--- Working data Enclosed Below ---

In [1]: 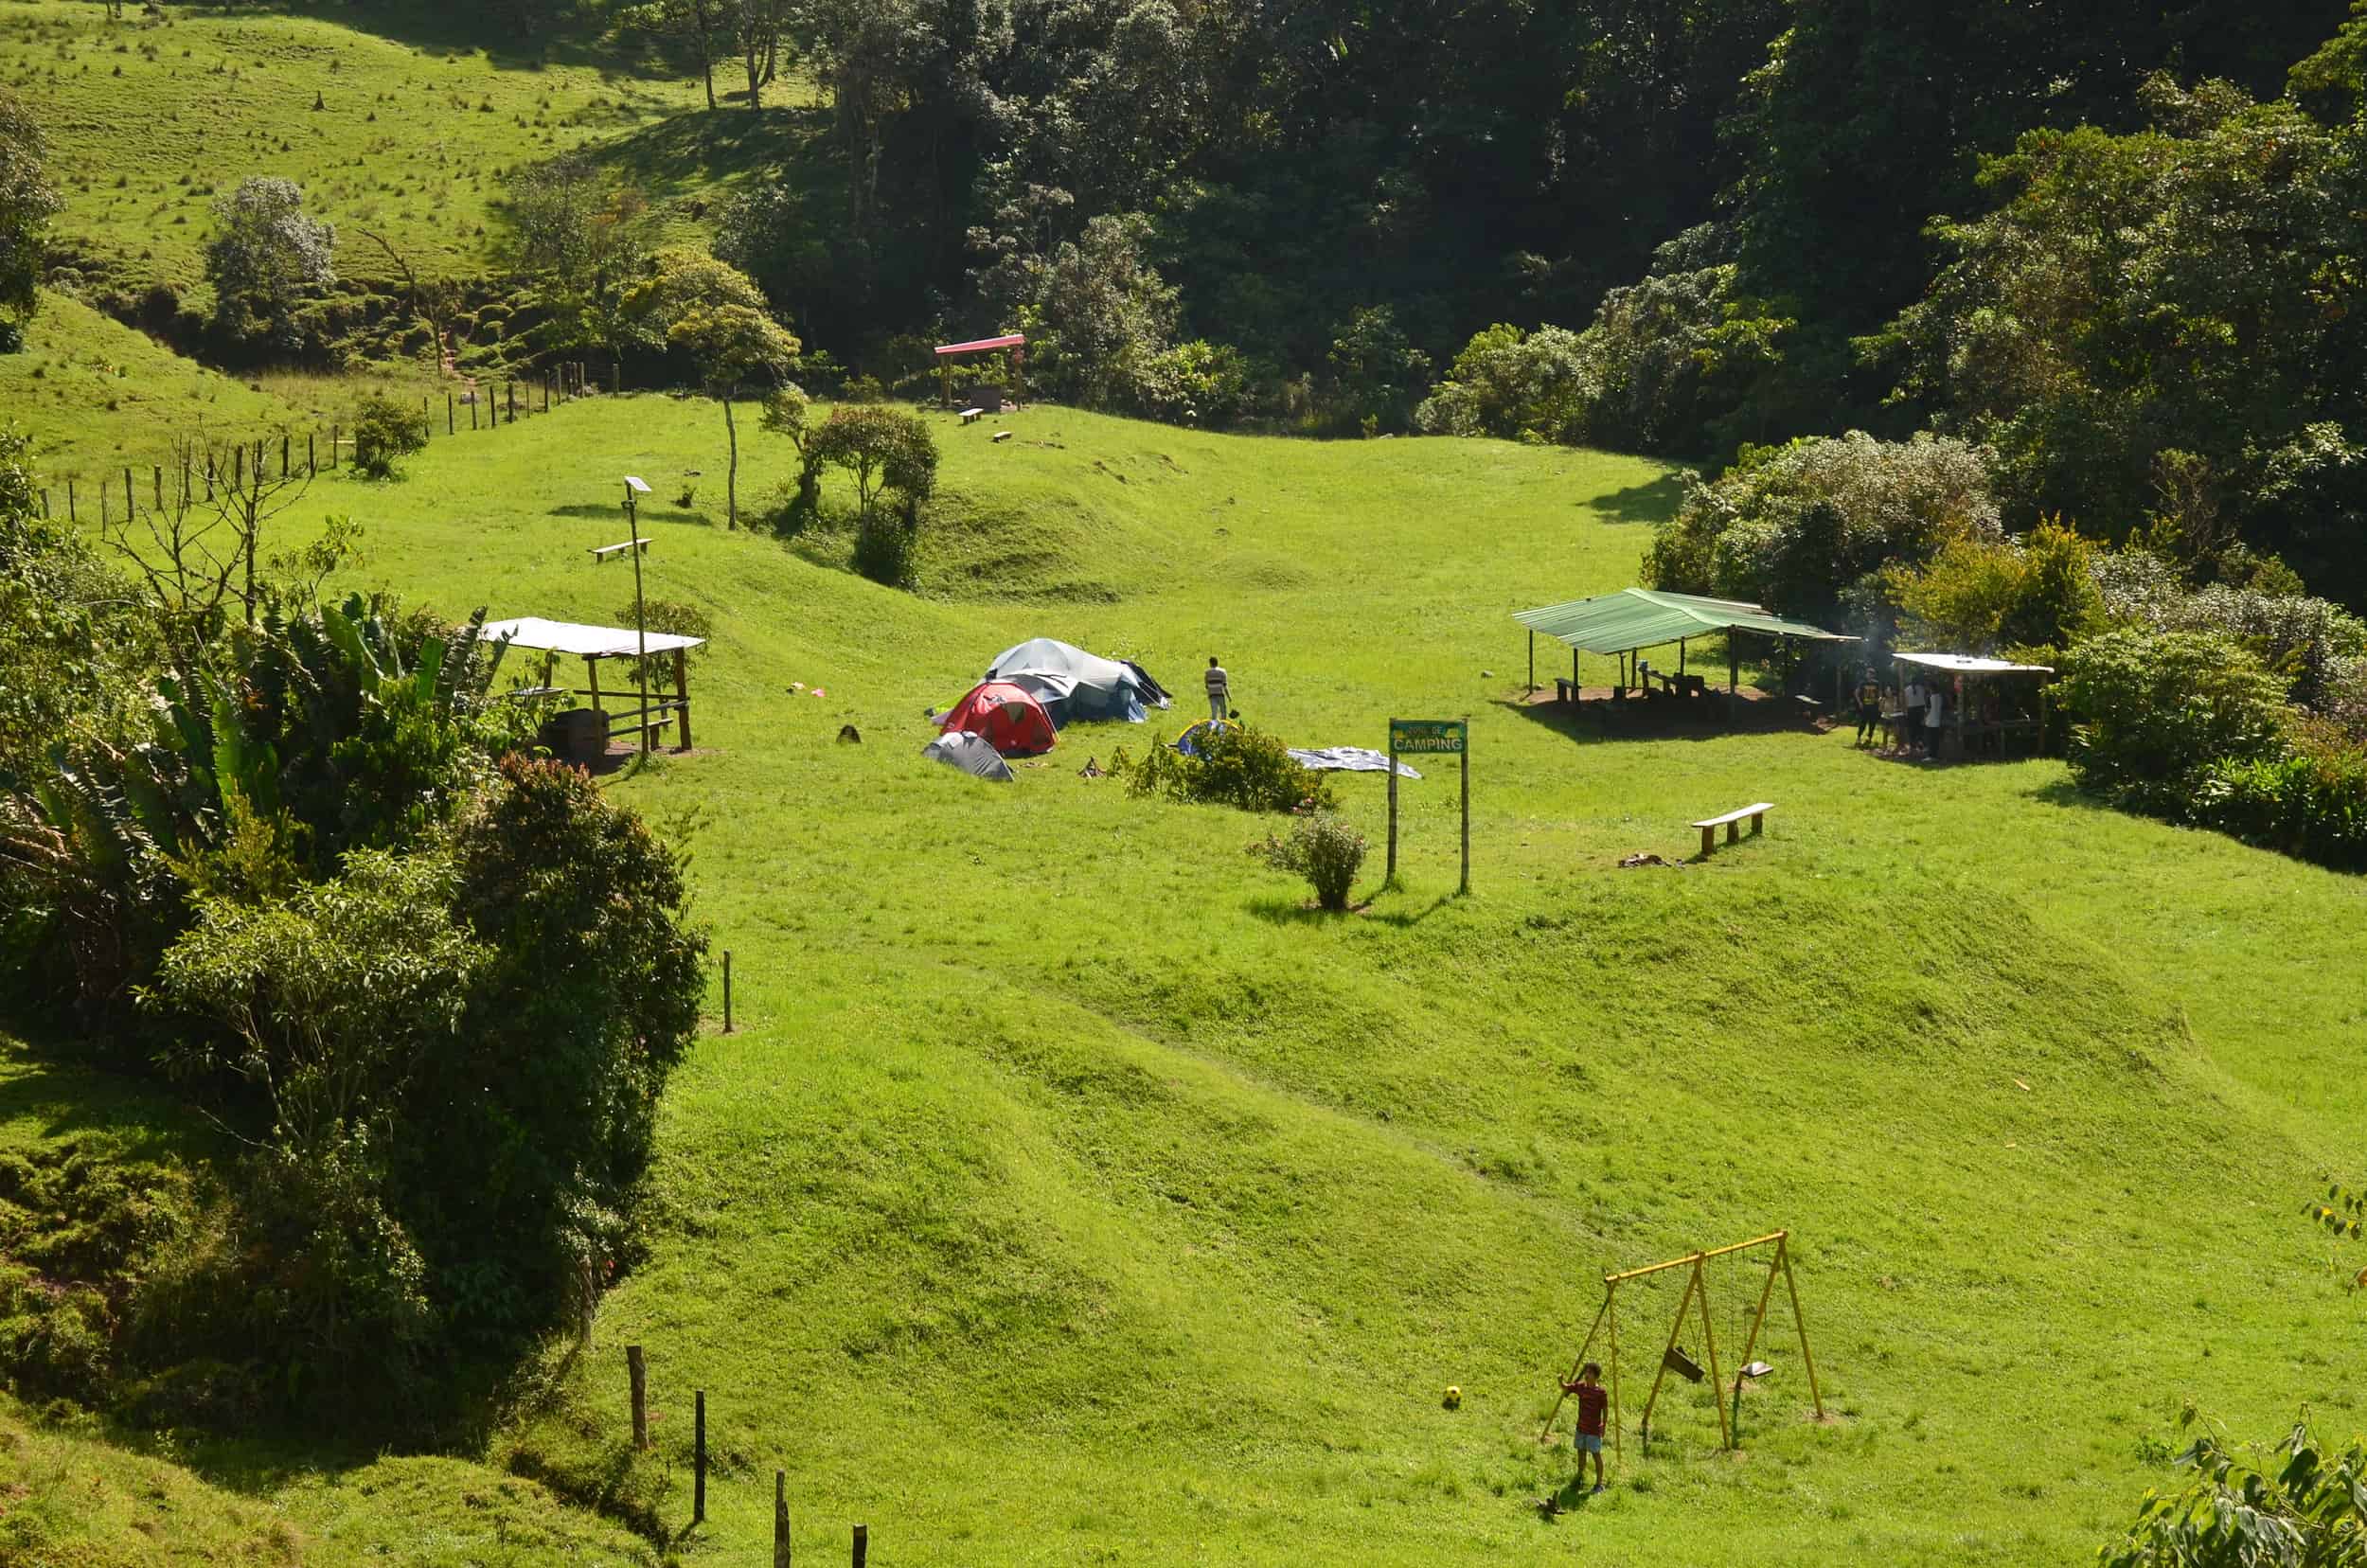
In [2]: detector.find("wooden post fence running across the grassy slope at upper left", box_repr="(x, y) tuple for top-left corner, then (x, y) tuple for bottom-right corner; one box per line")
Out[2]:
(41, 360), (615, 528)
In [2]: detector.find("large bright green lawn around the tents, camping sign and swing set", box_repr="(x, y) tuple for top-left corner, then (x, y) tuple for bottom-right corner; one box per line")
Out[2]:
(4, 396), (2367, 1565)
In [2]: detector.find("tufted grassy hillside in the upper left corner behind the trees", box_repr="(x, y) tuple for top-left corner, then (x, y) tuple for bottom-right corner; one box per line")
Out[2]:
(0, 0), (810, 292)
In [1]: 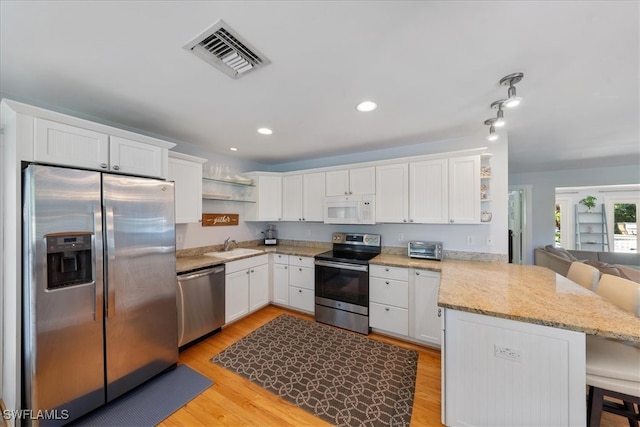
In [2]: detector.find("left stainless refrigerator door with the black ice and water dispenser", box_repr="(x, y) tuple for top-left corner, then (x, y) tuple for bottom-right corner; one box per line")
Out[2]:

--- End of Enclosed Working data ---
--- Working data Enclosed Below ---

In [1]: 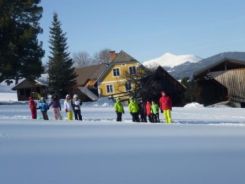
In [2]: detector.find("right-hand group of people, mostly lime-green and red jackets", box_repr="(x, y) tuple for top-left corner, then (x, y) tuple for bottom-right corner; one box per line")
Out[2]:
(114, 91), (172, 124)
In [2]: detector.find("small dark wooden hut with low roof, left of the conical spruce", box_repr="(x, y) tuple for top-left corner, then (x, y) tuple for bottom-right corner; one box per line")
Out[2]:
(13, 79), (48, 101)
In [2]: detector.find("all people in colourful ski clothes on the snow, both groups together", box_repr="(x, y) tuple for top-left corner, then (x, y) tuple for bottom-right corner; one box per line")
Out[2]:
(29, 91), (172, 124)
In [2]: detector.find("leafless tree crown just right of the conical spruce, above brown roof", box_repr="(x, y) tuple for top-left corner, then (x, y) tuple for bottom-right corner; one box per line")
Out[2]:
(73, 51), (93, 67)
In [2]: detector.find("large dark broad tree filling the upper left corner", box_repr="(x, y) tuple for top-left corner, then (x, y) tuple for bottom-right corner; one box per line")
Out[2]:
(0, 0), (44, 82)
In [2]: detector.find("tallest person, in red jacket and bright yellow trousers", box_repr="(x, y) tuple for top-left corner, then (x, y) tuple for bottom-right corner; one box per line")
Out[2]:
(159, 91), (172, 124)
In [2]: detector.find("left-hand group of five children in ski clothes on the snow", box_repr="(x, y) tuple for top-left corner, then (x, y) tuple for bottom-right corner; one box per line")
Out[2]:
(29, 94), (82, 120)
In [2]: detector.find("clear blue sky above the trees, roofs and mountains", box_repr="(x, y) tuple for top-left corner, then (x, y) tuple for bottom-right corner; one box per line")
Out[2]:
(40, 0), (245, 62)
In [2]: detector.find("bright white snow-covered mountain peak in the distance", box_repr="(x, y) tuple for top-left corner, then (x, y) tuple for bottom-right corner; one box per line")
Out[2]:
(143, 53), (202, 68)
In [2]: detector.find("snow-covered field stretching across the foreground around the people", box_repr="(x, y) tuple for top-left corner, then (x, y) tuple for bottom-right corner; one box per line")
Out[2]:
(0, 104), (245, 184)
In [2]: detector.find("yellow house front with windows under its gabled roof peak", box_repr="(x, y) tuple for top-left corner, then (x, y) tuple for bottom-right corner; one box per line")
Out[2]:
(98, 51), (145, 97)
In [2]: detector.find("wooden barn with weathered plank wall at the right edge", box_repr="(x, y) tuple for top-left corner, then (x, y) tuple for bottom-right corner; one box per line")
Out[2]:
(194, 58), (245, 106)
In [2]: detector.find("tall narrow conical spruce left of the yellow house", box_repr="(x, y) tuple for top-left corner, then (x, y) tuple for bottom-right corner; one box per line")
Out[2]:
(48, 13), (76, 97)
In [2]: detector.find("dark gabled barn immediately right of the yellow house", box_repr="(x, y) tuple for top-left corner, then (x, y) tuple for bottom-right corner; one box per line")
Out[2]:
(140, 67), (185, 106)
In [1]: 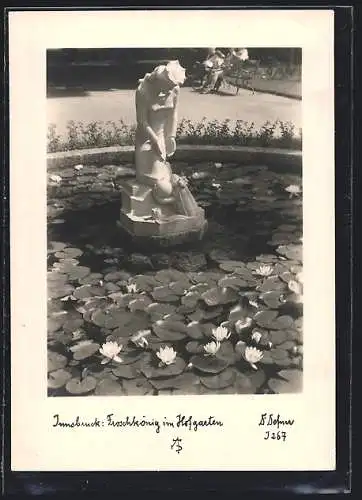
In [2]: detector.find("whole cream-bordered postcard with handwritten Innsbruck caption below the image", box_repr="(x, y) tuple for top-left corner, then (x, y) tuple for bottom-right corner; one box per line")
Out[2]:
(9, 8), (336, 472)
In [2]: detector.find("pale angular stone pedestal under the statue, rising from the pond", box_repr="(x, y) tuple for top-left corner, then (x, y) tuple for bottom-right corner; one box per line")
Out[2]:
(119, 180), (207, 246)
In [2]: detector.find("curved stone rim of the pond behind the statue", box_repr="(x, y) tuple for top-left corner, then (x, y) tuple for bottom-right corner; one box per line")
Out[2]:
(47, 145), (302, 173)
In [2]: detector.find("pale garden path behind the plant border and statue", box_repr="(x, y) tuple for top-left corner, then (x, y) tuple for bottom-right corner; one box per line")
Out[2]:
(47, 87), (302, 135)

--- End of Enclosed Working data ---

**Task prompt:** Would you copy every line of the entries that includes the word "spruce"?

**Solution for this exercise:**
In [2]: detector.find("small dark wooden hut with low roof, left of the conical spruce", box_repr="(x, y) tuple for top-left corner, then (x, y) tuple for bottom-right corner; one box per line")
In [2]: detector.find("leafless tree crown just right of the conical spruce, above brown roof", box_repr="(x, y) tuple for top-left corner, then (x, y) tuple for bottom-right corner; one box per line")
In [2]: detector.find("tall narrow conical spruce left of the yellow house", box_repr="(x, y) tuple for top-left corner, then (x, y) tuple for bottom-right corner; one box per line")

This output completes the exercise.